*** Data Section Begins ***
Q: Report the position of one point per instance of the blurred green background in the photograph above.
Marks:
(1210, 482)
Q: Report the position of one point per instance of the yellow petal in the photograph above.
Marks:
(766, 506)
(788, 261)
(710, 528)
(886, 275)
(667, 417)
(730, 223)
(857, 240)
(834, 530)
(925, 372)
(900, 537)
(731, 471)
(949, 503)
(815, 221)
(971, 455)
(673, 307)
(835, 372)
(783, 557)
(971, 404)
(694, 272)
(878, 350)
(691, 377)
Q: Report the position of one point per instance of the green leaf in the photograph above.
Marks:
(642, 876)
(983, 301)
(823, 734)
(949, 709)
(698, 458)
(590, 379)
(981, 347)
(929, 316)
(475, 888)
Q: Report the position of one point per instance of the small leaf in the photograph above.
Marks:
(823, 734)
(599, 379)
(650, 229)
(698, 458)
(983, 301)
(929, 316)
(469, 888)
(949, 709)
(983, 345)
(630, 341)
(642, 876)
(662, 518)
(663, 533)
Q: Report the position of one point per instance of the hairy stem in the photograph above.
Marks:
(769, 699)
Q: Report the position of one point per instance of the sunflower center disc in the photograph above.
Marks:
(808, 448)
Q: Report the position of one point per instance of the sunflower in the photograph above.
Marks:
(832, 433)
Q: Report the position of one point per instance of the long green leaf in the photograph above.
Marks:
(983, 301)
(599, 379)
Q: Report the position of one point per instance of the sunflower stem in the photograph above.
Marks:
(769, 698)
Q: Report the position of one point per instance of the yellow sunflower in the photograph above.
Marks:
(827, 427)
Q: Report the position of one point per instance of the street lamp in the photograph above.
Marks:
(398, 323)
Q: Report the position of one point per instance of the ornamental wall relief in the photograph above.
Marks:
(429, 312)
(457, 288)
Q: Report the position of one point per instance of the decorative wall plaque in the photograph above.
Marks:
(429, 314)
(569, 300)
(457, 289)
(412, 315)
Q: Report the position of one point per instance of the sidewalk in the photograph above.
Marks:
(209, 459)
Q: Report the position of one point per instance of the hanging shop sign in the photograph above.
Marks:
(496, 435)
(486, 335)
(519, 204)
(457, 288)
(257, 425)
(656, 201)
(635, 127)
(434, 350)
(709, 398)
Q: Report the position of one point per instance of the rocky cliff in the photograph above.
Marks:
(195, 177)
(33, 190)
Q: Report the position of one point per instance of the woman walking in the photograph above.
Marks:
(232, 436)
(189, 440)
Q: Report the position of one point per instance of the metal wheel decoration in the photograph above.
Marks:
*** Data Section Ends ***
=== What you need to do ===
Identify each line in the records above that contains the word "green", and copy it out in full.

=== Task response ===
Q: Report the position of one point per instance of the blurred green background in the photograph above.
Q: Report the position of one point per instance of the green leaf in the photograph above.
Q: Report the position of one point per instance of the long green leaf in the photograph above.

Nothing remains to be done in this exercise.